# [What is required]
Read through the listing below and copy each line in which the word "toilet" occurs.

# [Supplied records]

------------------------------------

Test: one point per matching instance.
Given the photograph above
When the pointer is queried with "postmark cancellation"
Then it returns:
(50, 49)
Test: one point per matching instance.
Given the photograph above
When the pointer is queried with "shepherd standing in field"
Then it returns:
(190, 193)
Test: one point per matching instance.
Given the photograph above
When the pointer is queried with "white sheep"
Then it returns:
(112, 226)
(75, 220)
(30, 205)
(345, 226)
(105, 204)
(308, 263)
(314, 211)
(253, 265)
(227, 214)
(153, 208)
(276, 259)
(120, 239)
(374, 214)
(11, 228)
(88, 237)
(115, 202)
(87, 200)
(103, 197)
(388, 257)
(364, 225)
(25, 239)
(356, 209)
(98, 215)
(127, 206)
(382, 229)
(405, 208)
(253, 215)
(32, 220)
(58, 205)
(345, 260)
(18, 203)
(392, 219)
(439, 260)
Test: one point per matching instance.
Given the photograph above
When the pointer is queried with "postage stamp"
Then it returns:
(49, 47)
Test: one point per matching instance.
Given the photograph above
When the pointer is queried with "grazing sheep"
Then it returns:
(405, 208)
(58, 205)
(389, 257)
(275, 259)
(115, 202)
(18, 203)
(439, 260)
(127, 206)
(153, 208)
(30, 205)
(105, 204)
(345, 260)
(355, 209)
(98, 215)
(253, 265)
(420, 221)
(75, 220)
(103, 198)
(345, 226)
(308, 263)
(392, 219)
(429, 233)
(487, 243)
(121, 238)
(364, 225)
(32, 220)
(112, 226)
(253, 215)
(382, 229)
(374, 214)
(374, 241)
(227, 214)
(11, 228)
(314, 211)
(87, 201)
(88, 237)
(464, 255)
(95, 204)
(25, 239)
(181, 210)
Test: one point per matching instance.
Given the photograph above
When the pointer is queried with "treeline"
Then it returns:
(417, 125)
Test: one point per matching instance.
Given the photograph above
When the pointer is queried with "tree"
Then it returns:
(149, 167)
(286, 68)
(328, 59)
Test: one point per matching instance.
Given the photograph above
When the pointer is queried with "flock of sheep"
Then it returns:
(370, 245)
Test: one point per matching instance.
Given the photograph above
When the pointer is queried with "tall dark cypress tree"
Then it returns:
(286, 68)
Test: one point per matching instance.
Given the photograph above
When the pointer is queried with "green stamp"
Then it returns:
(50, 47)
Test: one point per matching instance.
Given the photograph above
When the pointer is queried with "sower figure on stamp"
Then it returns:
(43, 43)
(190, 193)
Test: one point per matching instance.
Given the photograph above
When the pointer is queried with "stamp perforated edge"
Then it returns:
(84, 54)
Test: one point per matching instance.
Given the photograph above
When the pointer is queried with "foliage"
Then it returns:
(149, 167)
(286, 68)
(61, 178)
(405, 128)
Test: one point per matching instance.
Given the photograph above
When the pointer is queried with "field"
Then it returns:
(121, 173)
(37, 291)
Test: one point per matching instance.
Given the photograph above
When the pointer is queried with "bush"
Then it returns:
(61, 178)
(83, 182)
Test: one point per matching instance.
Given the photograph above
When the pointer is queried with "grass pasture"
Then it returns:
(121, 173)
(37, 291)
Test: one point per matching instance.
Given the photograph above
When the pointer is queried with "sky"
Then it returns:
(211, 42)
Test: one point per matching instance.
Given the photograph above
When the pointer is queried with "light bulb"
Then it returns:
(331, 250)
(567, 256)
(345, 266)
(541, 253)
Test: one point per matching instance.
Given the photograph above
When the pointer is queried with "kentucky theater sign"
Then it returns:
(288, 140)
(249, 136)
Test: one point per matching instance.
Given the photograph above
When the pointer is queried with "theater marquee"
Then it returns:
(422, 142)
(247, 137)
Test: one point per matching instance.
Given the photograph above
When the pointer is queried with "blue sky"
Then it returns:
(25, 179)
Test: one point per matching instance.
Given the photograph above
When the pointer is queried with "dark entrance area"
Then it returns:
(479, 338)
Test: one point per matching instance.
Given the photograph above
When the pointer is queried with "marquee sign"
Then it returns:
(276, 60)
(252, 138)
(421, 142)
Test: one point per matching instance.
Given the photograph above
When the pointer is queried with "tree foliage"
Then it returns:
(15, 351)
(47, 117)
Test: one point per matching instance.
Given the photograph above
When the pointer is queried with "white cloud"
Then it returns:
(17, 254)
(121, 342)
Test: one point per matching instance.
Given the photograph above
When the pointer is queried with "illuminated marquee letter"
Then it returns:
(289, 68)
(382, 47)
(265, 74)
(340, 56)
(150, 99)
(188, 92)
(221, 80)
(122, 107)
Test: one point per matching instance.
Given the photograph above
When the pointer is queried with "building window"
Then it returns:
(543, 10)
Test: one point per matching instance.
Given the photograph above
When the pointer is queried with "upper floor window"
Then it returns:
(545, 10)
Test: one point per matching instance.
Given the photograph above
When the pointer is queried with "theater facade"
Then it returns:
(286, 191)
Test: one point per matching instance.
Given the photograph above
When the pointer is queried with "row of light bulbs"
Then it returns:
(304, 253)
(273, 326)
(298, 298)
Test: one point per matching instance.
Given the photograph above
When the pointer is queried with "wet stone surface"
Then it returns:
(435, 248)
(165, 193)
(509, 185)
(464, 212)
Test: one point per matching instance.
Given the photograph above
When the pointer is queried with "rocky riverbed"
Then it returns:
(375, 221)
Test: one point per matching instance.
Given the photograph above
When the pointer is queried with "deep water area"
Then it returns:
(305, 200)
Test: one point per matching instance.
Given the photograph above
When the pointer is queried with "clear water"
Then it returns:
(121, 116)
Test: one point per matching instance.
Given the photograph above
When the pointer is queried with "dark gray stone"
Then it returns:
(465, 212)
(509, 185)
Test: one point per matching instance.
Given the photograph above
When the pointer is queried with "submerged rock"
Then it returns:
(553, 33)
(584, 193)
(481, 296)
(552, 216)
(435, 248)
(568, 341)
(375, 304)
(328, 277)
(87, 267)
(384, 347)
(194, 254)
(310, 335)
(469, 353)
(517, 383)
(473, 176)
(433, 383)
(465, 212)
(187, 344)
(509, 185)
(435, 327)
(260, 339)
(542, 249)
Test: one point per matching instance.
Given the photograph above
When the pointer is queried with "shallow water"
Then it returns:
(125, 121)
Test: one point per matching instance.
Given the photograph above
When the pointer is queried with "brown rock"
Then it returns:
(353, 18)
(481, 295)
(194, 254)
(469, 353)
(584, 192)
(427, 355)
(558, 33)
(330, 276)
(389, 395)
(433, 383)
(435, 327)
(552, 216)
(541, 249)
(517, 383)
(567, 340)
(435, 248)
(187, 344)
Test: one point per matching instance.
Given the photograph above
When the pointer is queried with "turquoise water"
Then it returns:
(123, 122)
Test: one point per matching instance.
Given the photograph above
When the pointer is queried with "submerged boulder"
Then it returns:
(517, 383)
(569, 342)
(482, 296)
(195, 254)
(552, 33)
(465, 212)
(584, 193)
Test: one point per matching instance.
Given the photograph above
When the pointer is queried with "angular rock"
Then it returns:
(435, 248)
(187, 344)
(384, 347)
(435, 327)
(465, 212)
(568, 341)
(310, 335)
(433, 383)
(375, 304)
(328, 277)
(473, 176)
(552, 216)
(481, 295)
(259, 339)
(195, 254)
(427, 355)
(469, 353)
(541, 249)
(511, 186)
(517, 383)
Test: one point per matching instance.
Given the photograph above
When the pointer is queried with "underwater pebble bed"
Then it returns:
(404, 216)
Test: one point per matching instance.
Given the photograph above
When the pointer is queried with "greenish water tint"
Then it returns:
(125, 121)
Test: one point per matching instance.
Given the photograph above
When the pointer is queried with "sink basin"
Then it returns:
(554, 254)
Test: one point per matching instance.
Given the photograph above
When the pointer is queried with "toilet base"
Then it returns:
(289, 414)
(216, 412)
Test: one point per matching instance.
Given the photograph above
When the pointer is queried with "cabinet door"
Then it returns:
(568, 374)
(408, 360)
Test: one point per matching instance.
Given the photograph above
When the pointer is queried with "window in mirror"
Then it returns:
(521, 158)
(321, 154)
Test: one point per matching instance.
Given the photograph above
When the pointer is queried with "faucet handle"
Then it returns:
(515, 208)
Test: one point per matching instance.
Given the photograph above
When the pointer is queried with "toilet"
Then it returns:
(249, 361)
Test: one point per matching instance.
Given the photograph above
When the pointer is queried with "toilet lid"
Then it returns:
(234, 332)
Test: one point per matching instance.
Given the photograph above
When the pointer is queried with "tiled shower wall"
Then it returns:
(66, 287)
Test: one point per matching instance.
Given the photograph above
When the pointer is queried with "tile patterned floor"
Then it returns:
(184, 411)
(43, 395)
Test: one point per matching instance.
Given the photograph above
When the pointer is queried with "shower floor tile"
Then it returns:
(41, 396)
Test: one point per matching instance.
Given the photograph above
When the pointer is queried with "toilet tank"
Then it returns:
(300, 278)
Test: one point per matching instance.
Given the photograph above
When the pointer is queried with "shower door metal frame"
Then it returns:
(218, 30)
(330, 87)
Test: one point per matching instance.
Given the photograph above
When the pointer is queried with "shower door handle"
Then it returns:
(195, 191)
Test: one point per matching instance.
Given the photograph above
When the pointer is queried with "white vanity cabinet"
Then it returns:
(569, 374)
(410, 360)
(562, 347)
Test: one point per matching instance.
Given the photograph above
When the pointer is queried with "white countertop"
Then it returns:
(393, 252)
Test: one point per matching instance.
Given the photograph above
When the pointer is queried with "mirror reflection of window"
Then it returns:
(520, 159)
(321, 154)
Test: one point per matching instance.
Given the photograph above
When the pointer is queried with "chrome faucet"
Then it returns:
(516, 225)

------------------------------------

# [Solution to this exercise]
When the pointer is queried with "toilet base"
When the pointer is queried with "toilet"
When the pointer is queried with "toilet lid"
When the pointer is queried with "toilet tank"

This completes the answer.